-- Records shown follows --

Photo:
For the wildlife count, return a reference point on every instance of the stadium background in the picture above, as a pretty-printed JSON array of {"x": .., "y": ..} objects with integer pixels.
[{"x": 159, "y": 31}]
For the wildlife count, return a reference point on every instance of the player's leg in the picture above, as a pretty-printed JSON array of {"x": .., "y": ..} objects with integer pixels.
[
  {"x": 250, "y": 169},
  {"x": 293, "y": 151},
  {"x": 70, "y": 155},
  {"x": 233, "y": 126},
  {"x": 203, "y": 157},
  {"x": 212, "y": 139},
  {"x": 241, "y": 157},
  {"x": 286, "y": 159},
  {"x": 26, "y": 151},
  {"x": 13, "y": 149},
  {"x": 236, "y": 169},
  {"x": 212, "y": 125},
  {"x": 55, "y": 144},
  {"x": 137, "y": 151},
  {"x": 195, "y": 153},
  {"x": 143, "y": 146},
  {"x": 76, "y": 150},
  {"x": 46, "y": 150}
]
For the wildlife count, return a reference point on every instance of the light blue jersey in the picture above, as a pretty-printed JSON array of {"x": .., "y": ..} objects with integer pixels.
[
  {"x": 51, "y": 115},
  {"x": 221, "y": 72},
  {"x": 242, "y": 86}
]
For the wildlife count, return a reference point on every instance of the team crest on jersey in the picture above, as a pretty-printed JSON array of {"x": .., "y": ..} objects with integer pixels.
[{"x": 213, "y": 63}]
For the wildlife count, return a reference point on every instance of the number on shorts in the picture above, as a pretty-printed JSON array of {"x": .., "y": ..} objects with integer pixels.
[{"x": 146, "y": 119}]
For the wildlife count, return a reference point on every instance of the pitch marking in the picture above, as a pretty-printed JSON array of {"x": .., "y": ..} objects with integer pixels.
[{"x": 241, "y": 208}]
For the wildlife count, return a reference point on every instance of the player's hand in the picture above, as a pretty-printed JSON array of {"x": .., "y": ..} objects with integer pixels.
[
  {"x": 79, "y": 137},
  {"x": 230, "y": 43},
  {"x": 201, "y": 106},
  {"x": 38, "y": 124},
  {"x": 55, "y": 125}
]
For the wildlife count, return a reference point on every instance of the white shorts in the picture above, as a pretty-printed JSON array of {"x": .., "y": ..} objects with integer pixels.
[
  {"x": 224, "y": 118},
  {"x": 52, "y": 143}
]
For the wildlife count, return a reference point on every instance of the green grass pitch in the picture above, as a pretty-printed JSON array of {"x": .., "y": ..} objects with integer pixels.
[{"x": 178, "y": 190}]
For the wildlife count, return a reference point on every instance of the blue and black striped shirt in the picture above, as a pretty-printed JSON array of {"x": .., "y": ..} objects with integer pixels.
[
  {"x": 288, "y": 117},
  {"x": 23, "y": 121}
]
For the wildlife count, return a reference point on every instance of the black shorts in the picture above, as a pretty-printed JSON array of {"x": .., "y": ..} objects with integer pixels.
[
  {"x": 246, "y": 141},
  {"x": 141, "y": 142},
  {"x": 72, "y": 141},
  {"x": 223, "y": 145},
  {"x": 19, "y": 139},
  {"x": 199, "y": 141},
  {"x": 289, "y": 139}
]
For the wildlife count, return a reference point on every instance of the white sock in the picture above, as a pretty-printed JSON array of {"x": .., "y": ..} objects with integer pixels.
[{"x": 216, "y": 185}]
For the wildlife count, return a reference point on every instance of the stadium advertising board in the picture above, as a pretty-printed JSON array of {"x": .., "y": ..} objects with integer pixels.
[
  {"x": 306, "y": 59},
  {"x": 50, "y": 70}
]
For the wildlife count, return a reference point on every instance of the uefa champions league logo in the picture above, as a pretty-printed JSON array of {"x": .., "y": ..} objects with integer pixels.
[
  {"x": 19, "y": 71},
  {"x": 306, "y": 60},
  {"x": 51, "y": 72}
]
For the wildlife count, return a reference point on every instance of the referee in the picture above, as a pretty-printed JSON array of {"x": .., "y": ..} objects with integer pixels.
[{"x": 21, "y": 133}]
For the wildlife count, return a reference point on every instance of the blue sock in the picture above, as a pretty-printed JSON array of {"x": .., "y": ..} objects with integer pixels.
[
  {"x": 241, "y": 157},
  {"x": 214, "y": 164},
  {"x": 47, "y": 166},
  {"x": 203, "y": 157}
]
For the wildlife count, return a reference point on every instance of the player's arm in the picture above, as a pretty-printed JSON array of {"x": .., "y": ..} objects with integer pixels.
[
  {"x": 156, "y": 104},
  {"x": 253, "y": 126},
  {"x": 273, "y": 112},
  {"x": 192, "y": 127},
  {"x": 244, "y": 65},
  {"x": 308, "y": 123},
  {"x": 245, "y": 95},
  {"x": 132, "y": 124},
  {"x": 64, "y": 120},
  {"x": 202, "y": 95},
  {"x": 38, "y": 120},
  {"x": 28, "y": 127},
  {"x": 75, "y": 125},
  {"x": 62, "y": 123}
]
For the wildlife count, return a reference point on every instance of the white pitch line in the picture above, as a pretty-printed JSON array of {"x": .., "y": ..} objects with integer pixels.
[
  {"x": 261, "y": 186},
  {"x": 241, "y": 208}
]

-- Records shown concluded --

* _Task to complete_: Set down each entry exactly, leaving none out.

* _Your response_:
Photo:
For the wildlife count, return a reference point on every instance of the stadium background in the picture above, as a pretty-printed JSON array of {"x": .., "y": ..} objects with integer pixels.
[{"x": 159, "y": 31}]
For the wildlife count, return a reference point on every instance of the player's leg in the picture above, as a pretty-printed JSON array of {"x": .., "y": ..} objects with integer pixels.
[
  {"x": 250, "y": 169},
  {"x": 293, "y": 151},
  {"x": 70, "y": 155},
  {"x": 233, "y": 126},
  {"x": 203, "y": 157},
  {"x": 212, "y": 139},
  {"x": 241, "y": 157},
  {"x": 286, "y": 159},
  {"x": 26, "y": 151},
  {"x": 13, "y": 149},
  {"x": 236, "y": 169},
  {"x": 212, "y": 125},
  {"x": 55, "y": 144},
  {"x": 137, "y": 151},
  {"x": 195, "y": 153},
  {"x": 143, "y": 146},
  {"x": 76, "y": 150},
  {"x": 46, "y": 150}
]
For the wildlife count, return a reference point on every instance of the light blue jersey in the picture above, as a pretty-printed JSON array of {"x": .., "y": ..} objects with integer pixels.
[
  {"x": 51, "y": 115},
  {"x": 221, "y": 72},
  {"x": 242, "y": 86}
]
For the wildlife count, return a reference point on every instance of the team crest on jersey in the picture above, as a pretty-printed JSON array of {"x": .., "y": ..} objects with integer pixels.
[{"x": 213, "y": 63}]
For the wildlife count, return a reference point on every instance of the number on shorts in the picture above, as a pretty-printed JSON array of {"x": .., "y": ..} objects with integer pixels.
[{"x": 146, "y": 119}]
For the wildlife count, return a reference point on every instance of the pitch marking in the picture above, as a pretty-printed JSON array of {"x": .., "y": ..} objects with integer pixels.
[{"x": 241, "y": 208}]
For the wildlife count, return a reference point on every instance of the player's hand in the picture above, as a pretty-printed JSON array of {"x": .., "y": ..} objects with integer pixels.
[
  {"x": 79, "y": 137},
  {"x": 230, "y": 43},
  {"x": 201, "y": 106},
  {"x": 38, "y": 124},
  {"x": 55, "y": 125}
]
For the wildlife count, return a reference point on every instance of the white shorts in the picture above, as a pretty-printed JSON array of {"x": .., "y": ..} objects with integer pixels.
[
  {"x": 224, "y": 118},
  {"x": 52, "y": 143}
]
For the wildlife count, return a reference point on every instance of the green grass pitch in the picture above, as a pretty-printed JSON array of {"x": .., "y": ..} objects with integer pixels.
[{"x": 178, "y": 190}]
For the wildlife count, return a reference point on every instance of the blue and black striped shirt in the picture above, as a pretty-printed JSON array of {"x": .., "y": ..} objects with integer pixels.
[
  {"x": 288, "y": 117},
  {"x": 23, "y": 121}
]
For the wildlife count, return a reference point on every instance of the black shorts in the picture above, as a pretty-printed JSON array of {"x": .., "y": ..} objects with integer pixels.
[
  {"x": 246, "y": 141},
  {"x": 141, "y": 142},
  {"x": 72, "y": 141},
  {"x": 223, "y": 145},
  {"x": 19, "y": 139},
  {"x": 199, "y": 141},
  {"x": 289, "y": 139}
]
For the wildlife count, return a reference point on every instance of the white sock in the picture above, as a pretty-printed JSON array of {"x": .., "y": ..} objects with integer pixels.
[{"x": 216, "y": 185}]
For the wildlife count, return a reference point on every instance of the stadium advertising board in the picture above, as a pretty-printed JSON array of {"x": .., "y": ..} objects with integer pixels.
[
  {"x": 306, "y": 59},
  {"x": 50, "y": 70}
]
For the wildlife count, return a reference point on every instance of the uefa champions league logo in the picture above, as a pretty-printed JSON array of {"x": .., "y": ..} objects with integer pixels.
[
  {"x": 19, "y": 71},
  {"x": 306, "y": 60},
  {"x": 51, "y": 72}
]
For the wildlife count, return a reference point on every instance of the referee in the picture above, as a pretty-printed JSON array of {"x": .., "y": ..} objects with integer pixels.
[{"x": 21, "y": 133}]
For the wildlife count, return a reference point on every instance of the blue sock in the picture above, as a pretty-printed JSON array of {"x": .., "y": ..} objects with integer pixels.
[
  {"x": 241, "y": 157},
  {"x": 214, "y": 164},
  {"x": 47, "y": 166},
  {"x": 203, "y": 157}
]
For the wildlife count, return a reference point on every instance of the player's arm in the picture above, as a pretty-printed JSON array of {"x": .., "y": ..} objects with integer pixels.
[
  {"x": 156, "y": 104},
  {"x": 253, "y": 126},
  {"x": 273, "y": 112},
  {"x": 192, "y": 127},
  {"x": 244, "y": 65},
  {"x": 308, "y": 123},
  {"x": 245, "y": 95},
  {"x": 132, "y": 124},
  {"x": 64, "y": 120},
  {"x": 202, "y": 95},
  {"x": 38, "y": 120},
  {"x": 28, "y": 127},
  {"x": 75, "y": 125},
  {"x": 62, "y": 123}
]
For the wildlife count, return a reference point on every instance of the white pitch line in the picture above, as a pretty-printed JSON array of {"x": .., "y": ..} objects with integer pixels.
[
  {"x": 261, "y": 186},
  {"x": 241, "y": 208}
]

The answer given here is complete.